_Prompt_:
Please answer these questions using the Rights of Trustee section below.
(a) What may the Trustee require before it acts or refrains from acting?
(b) Whose misconduct or negligence is the Trustee not responsible for?
(c) What makes a demand, request, direction or notice from the Company sufficient?

_Document_:
===============
Section 7.02                             Rights of Trustee.

 

(a)                                 The Trustee may conclusively rely and shall be fully protected in acting or refraining from acting upon any document believed by it to be genuine and to have been signed or presented by the proper Person. The Trustee need not investigate any fact or matter stated in the document.

 

(b)                                 Before the Trustee acts or refrains from acting, it may require an Officer’s Certificate or an Opinion of Counsel or both. The Trustee shall not be liable for any action it takes or omits to take in good faith in reliance on such Officer’s Certificate or Opinion of Counsel. The Trustee may consult with counsel of its selection and the advice of such counsel or any Opinion of Counsel shall be full and complete authorization and protection from liability in respect of any action taken, suffered or omitted by it hereunder in good faith and in reliance thereon.

 

(c)                                  The Trustee may act through its attorneys and agents and shall not be responsible for the misconduct or negligence of any attorney or agent appointed with due care.

 

(d)                                 The Trustee shall not be liable for any action it takes, suffers, or omits to take in good faith that it believes to be authorized or within the discretion or rights or powers conferred upon it by this Indenture.

 

(e)                                  Any demand, request, direction or notice from the Company shall be sufficient if signed by an Officer of the Company issuing such demand, request or notice.
===============
_Material shown_:
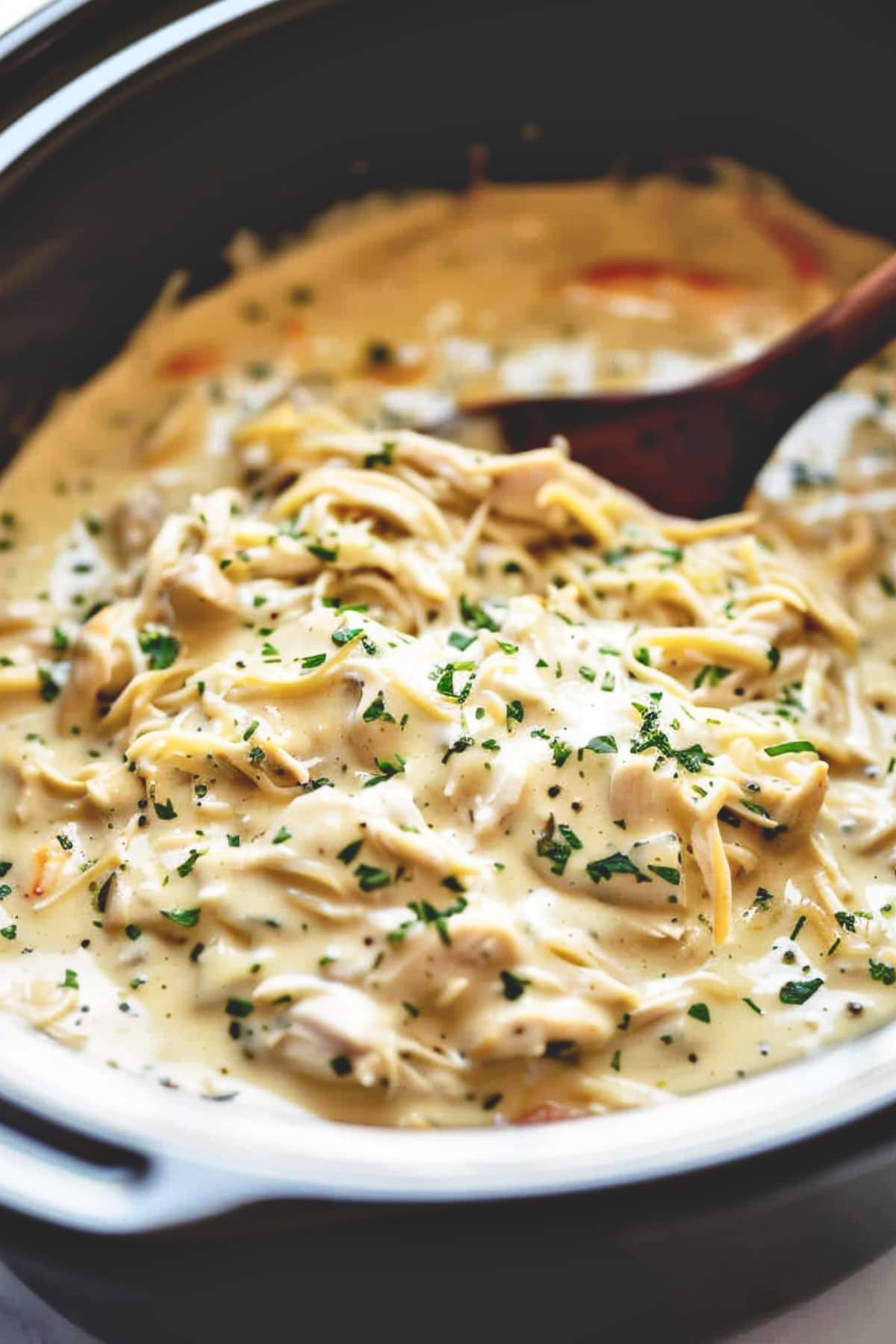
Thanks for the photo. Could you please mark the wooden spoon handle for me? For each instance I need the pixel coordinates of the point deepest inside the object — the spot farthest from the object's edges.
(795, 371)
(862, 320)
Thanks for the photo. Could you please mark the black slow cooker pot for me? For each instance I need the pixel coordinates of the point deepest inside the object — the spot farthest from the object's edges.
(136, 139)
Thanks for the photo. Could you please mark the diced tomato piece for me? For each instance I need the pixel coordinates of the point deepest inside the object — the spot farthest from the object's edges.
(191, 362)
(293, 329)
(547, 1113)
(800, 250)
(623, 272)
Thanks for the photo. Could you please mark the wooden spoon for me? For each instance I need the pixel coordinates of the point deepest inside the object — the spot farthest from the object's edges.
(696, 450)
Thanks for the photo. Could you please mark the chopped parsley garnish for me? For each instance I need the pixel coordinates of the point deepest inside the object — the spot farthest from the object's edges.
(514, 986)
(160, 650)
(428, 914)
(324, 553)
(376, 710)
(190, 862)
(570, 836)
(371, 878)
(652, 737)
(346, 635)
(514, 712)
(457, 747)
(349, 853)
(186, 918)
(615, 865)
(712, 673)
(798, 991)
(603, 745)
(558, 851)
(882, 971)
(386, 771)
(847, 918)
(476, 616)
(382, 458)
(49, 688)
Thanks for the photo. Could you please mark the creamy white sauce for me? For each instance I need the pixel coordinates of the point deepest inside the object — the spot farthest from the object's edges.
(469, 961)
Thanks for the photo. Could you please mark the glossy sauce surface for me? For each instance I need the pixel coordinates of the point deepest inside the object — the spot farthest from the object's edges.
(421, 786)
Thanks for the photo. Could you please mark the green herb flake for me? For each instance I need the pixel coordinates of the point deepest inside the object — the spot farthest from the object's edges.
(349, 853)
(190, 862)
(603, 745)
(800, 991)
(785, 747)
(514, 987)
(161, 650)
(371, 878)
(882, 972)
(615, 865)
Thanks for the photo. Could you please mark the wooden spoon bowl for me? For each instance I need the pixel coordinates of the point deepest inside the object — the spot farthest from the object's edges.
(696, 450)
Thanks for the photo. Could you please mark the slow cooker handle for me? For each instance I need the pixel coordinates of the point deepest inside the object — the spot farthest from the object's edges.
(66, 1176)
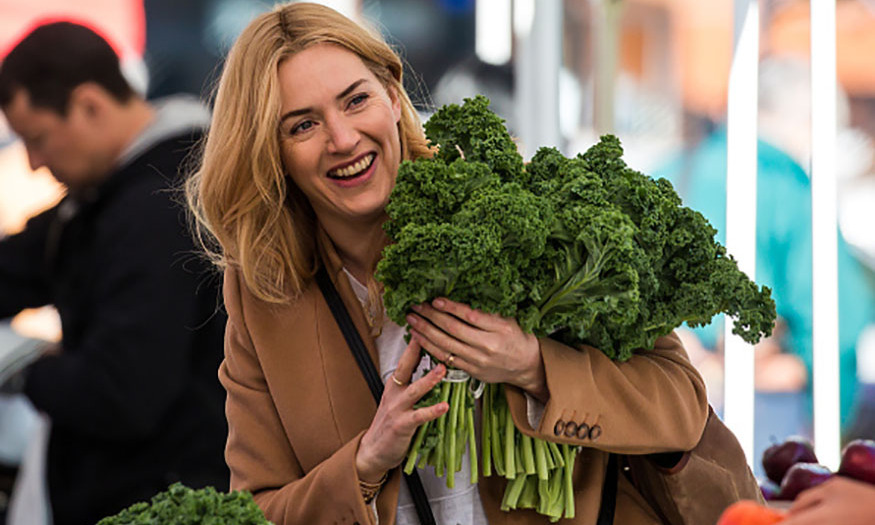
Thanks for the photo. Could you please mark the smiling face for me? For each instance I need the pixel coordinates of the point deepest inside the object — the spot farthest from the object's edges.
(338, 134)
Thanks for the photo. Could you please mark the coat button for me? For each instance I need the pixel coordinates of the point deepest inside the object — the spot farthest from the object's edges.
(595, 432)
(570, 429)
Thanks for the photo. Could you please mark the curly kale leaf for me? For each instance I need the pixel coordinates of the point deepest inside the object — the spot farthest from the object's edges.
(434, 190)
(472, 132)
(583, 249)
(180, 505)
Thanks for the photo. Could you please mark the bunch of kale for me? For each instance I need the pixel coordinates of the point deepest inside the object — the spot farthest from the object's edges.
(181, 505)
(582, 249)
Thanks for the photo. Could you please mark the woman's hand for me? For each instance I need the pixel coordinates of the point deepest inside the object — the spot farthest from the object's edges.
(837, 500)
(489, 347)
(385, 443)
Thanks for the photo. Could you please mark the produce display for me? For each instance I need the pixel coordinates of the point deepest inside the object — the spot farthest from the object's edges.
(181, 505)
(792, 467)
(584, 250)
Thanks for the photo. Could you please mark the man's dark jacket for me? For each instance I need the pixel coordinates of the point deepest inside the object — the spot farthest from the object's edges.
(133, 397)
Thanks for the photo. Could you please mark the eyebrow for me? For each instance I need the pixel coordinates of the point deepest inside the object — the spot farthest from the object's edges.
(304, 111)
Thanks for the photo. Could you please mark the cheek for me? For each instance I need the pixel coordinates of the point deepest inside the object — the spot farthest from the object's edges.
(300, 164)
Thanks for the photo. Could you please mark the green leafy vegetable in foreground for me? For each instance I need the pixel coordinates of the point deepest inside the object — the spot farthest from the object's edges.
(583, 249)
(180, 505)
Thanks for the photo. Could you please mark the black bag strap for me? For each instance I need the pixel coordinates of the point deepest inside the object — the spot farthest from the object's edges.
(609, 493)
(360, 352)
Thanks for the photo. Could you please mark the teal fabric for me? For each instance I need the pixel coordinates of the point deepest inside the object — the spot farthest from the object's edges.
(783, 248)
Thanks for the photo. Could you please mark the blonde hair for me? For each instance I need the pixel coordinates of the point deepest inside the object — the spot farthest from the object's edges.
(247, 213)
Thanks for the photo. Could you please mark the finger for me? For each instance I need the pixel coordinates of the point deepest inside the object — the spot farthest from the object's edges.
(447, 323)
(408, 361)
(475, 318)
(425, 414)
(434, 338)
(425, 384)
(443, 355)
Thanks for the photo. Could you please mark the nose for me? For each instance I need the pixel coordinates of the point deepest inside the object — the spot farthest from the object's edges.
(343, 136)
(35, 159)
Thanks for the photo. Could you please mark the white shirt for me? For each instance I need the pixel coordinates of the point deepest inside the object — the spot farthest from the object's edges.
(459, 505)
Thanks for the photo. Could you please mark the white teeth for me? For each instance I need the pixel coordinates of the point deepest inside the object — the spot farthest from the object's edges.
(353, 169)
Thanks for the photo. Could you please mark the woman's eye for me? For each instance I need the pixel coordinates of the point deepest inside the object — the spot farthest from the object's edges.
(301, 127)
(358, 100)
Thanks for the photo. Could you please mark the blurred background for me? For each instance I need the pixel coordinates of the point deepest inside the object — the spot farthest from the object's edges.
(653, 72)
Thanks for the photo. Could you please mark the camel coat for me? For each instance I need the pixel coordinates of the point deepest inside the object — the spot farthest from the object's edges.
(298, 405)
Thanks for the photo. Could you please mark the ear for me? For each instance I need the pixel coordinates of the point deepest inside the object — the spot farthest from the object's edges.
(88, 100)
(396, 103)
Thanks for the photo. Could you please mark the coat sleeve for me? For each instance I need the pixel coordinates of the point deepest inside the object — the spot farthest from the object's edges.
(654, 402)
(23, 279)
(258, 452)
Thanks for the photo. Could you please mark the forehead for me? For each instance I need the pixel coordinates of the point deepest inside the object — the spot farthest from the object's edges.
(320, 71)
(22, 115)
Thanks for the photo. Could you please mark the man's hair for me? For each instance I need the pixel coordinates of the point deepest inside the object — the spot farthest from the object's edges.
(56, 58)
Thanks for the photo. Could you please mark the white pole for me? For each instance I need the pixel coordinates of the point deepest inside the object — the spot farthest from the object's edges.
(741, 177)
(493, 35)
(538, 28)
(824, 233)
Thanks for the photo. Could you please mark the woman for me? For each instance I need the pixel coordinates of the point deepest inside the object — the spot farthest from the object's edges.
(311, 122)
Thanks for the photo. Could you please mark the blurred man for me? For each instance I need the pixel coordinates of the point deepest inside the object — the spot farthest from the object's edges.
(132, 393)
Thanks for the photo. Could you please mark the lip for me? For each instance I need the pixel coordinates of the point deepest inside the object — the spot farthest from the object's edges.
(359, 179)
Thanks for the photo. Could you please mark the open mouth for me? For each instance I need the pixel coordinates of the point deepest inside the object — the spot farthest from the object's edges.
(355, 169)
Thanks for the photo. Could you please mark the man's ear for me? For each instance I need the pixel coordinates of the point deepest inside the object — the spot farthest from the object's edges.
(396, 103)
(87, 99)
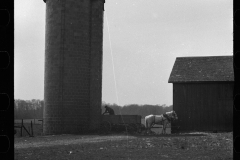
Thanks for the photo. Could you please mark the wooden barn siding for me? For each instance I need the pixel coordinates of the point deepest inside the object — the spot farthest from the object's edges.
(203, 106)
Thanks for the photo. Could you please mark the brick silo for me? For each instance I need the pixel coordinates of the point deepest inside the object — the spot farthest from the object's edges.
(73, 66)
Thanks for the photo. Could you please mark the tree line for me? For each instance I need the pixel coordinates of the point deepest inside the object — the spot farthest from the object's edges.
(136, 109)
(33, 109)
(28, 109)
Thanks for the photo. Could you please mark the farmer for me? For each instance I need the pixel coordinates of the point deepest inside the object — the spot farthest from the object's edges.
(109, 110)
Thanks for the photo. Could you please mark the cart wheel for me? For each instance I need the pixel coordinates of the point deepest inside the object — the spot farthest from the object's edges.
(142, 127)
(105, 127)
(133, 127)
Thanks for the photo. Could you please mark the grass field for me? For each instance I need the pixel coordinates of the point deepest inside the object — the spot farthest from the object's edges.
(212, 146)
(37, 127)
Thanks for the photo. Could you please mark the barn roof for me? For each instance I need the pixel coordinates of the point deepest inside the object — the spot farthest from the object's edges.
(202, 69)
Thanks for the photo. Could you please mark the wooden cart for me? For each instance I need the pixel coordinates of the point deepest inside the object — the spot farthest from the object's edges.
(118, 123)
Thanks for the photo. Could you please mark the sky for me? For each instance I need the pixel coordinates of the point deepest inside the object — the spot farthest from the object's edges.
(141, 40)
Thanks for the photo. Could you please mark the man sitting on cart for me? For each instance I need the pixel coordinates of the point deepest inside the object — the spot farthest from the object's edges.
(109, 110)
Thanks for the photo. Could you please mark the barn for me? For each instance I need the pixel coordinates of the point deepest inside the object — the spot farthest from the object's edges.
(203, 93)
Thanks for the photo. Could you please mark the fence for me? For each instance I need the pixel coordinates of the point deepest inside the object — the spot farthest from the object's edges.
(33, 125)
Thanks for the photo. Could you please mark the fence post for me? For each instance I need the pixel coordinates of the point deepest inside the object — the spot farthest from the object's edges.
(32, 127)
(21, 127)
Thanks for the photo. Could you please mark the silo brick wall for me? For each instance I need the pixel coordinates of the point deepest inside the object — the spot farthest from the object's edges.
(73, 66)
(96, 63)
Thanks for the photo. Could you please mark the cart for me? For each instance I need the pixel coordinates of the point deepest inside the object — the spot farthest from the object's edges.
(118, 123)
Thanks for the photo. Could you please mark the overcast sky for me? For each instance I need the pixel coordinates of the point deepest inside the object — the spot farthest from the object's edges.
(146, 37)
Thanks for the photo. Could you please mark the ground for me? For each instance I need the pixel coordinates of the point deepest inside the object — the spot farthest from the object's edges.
===============
_Written response_:
(a) An Officer's Certificate, an Opinion of Counsel, or both.
(b) Any attorney or agent appointed with due care.
(c) Being signed by an Officer of the Company issuing it.